-------- EXTRAIT CHOISI

2ème Dimanche du Carême - 12 mars 2017

Mt 17, 1-9

Est-ce qu’on peut dire que Pierre, Jacques et Jean ont connu à la Transfiguration une extase ? Littéralement, une sortie de soi-même, qui se caractérise par un ravissement, une vision, une jouissance ou une joie extrême ? Pour le ravissement et la vision, oui. Pour la jouissance, il est plus délicat d’en parler, car le sujet est intime et tabou, et pourtant crucial : si le bonheur que nous vivrons auprès de Dieu dans la vie éternelle n’est pas supérieur à tous les plaisirs terrestres, non seulement je comprends que beaucoup s’en détournent, mais il faut que nous repensions notre idée de Dieu.

La Transfiguration n’est pas un beau tableau, pas plus que la Résurrection n’est l’accès à une vie parmi d’autres ou comme une autre. La Résurrection est l’accomplissement parfait de cette vie, et du dessein de Dieu, et elle reprend et sublime ce qu’il y a de meilleur dans tout ce que nous aurons connu et dans tout ce que nous pouvons connaître aujourd’hui. C’est l’enseignement de l’Eglise sur la « continuité fondamentale entre la vie présente dans le Christ et la vie future », continuité fondamentale qui s’accompagne à la mort d’une rupture radicale, qui n’est pas la séparation de l’âme et du corps, laquelle est provisoire en attendant la résurrection. La rupture correspond au « fait que, au régime de la foi, se substitue celui de la pleine lumière : nous serons avec le Christ et nous ‘verrons Dieu’ (cf. 1 Jn 3, 2) ». Cette rupture radicale est la vision du Christ en Gloire, transfiguré. Vision absolument jouissive.

Je comprends que le paradis n’intéresse pas s’il n’offre pas une jouissance supérieure à toutes celles qu’il est possible de connaître en cette vie. Y compris sexuelle ?

C’est ce que je vous propose d’examiner.

L’extase est « l’état d’une personne qui se trouve comme transportée hors de la réalité par l’intensité d’un sentiment mystique » (synonyme : béatitude, transe). Que les Apôtres se trouvent comme transportés, le récit le suggère en disant que Jésus les a emmenés avec lui, à l’écart, sur une haute montagne. Dimanche dernier, dans le récit des tentations, c’était Satan qui transportait Jésus sur une très haute montagne pour lui montrer tous les royaumes du monde et leur gloire : c’est le principe des extases, vraies ou fausses. La hauteur, de la haute montagne, a une double fonction de vertige et de sentiment mystique.

----------------

*DÉFIS*.
a - D'après l'extrait, où Jésus emmène-t-il les Apôtres dans le récit de la Transfiguration ?
b - Transcrivez fidèlement le passage de l'extrait situé entre « Je comprends que le » et « de sentiment mystique. », ces deux bornes comprises.
Pour répondre, fondez-vous uniquement sur l'extrait.

-------- ENTRÉES DE DONNÉES

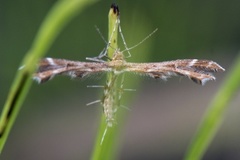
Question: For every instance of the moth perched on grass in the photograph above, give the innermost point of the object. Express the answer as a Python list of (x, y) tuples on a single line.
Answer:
[(199, 71)]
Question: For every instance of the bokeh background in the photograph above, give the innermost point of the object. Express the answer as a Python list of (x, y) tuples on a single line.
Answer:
[(55, 123)]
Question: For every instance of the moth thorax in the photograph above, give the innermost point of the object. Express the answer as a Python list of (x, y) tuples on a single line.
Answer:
[(118, 55)]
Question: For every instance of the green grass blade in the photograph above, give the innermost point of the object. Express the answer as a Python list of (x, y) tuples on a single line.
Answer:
[(62, 12), (214, 115)]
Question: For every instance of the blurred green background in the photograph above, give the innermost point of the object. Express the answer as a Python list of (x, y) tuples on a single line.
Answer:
[(55, 123)]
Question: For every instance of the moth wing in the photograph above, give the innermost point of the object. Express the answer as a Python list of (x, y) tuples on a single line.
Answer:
[(49, 67), (199, 71)]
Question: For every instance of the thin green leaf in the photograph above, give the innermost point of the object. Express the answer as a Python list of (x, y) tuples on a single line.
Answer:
[(62, 12), (214, 115)]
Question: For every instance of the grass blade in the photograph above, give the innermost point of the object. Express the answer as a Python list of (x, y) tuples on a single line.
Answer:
[(62, 12), (214, 115)]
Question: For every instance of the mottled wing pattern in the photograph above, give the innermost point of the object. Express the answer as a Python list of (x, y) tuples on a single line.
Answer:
[(199, 71), (50, 67)]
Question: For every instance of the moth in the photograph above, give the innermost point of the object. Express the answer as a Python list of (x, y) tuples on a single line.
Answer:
[(199, 71)]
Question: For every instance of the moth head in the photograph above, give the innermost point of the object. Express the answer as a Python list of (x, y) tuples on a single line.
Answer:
[(118, 55)]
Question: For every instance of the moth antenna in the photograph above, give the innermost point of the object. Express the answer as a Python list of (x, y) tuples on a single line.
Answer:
[(21, 67), (141, 41), (95, 86), (99, 57), (101, 35), (129, 89), (104, 134), (94, 102), (125, 107), (124, 41)]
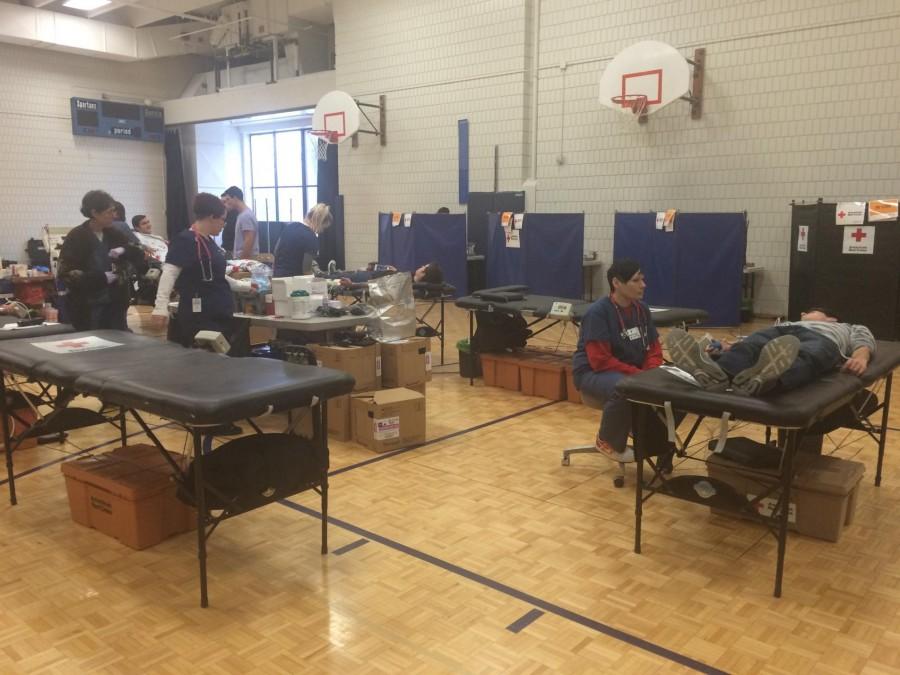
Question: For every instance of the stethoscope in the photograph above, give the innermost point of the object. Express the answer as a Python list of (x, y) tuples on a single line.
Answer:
[(206, 273), (642, 323)]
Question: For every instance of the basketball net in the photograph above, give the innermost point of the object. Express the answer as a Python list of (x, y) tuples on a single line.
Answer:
[(325, 138), (637, 103)]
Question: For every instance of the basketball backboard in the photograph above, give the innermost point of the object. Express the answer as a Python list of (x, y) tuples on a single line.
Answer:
[(336, 117), (644, 78)]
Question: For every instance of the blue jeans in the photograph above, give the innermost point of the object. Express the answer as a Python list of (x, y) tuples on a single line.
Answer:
[(817, 356), (616, 422)]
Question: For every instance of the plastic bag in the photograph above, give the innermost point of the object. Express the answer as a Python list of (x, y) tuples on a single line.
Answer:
[(395, 309)]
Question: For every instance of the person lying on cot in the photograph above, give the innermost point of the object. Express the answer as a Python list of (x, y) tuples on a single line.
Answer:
[(617, 339), (429, 273), (779, 358)]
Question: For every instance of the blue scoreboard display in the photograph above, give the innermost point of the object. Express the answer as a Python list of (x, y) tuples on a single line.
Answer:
[(117, 120)]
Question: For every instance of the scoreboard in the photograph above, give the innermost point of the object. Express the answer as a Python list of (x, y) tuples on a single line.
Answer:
[(110, 119)]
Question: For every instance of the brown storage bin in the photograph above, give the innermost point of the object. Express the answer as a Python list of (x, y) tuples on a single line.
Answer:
[(572, 394), (823, 494), (501, 370), (128, 494), (543, 375)]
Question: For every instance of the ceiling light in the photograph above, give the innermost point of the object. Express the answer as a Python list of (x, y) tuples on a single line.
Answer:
[(86, 5)]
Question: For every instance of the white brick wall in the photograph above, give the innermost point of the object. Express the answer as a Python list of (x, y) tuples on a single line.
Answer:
[(800, 102), (45, 169)]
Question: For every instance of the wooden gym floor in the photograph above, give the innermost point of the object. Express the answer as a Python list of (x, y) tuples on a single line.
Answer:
[(474, 553)]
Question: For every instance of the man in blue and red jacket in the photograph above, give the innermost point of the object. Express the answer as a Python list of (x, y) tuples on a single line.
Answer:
[(617, 339)]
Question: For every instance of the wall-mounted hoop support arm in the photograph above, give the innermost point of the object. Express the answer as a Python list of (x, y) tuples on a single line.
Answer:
[(695, 96), (381, 129)]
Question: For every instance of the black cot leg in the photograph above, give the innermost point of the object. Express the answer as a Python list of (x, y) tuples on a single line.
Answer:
[(123, 427), (7, 441), (471, 349), (787, 475), (637, 416), (443, 331), (882, 437), (200, 500)]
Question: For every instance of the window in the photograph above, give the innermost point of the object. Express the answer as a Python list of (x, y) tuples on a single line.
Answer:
[(283, 174)]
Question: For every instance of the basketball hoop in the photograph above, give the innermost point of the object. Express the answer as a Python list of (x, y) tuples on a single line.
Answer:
[(637, 103), (326, 138)]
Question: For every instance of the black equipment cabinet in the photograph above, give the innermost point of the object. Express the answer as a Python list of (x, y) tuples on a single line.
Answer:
[(860, 288)]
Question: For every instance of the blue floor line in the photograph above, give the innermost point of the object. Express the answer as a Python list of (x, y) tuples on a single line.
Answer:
[(537, 602)]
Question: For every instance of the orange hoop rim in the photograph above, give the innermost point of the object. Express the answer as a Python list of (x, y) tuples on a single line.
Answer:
[(325, 135), (637, 102)]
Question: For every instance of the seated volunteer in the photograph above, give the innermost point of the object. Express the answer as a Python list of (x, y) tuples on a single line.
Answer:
[(778, 358), (92, 264), (617, 339), (298, 246), (195, 267)]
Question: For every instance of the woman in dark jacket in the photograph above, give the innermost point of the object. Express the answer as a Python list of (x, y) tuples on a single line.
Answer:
[(88, 262)]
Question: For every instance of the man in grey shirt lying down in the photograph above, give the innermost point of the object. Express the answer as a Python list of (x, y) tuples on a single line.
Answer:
[(782, 357)]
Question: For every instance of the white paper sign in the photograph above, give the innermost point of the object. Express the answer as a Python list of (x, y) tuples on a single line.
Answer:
[(803, 238), (859, 239), (850, 213), (882, 209), (387, 428), (76, 345)]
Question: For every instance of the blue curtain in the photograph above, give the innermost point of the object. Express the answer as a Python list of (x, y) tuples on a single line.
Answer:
[(441, 238), (550, 259), (553, 253), (635, 236), (431, 237), (699, 264), (504, 265)]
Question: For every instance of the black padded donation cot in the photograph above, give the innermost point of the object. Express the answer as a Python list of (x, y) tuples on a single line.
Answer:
[(516, 300), (806, 410), (197, 390)]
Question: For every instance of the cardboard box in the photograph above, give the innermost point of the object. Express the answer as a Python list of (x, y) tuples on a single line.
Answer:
[(500, 370), (388, 419), (405, 362), (339, 427), (572, 394), (543, 375), (128, 494), (363, 363), (823, 493)]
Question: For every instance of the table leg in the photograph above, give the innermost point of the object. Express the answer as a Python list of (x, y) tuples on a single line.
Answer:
[(7, 442), (471, 349), (884, 416), (787, 475), (200, 501)]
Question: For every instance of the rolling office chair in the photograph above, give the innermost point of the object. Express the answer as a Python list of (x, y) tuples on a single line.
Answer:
[(596, 404)]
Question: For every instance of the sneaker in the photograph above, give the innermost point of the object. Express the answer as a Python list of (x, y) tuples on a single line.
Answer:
[(686, 353), (624, 457), (775, 358)]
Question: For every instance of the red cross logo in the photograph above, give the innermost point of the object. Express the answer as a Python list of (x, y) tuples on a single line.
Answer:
[(74, 344)]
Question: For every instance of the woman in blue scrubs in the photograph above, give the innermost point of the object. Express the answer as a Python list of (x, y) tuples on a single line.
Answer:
[(195, 267)]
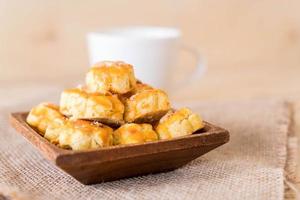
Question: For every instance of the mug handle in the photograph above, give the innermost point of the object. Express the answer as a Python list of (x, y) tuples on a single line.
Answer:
[(199, 70)]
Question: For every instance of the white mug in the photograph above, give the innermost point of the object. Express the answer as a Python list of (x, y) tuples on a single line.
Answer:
[(153, 51)]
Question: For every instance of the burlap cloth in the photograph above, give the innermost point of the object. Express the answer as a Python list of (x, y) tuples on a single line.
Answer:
[(255, 164)]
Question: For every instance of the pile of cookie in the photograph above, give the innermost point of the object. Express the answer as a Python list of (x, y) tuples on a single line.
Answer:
[(112, 108)]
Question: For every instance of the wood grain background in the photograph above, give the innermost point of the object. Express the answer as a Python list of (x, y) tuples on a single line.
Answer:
[(252, 47), (45, 40)]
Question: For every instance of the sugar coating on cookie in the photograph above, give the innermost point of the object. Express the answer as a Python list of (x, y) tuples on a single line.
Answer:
[(146, 105), (44, 114), (79, 104), (178, 123), (111, 77), (134, 133), (80, 135)]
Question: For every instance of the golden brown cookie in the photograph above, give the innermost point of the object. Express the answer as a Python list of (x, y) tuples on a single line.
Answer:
[(79, 104), (42, 115), (146, 105), (178, 123), (111, 77), (134, 133), (80, 135)]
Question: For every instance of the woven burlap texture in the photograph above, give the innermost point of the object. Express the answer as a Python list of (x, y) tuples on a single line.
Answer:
[(250, 166)]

----------------

*RÉPONSES AUX CONSIGNES*.
a - Il les emmène avec lui, à l'écart, sur une haute montagne.

b -
Je comprends que le paradis n’intéresse pas s’il n’offre pas une jouissance supérieure à toutes celles qu’il est possible de connaître en cette vie. Y compris sexuelle ?

C’est ce que je vous propose d’examiner.

L’extase est « l’état d’une personne qui se trouve comme transportée hors de la réalité par l’intensité d’un sentiment mystique » (synonyme : béatitude, transe). Que les Apôtres se trouvent comme transportés, le récit le suggère en disant que Jésus les a emmenés avec lui, à l’écart, sur une haute montagne. Dimanche dernier, dans le récit des tentations, c’était Satan qui transportait Jésus sur une très haute montagne pour lui montrer tous les royaumes du monde et leur gloire : c’est le principe des extases, vraies ou fausses. La hauteur, de la haute montagne, a une double fonction de vertige et de sentiment mystique.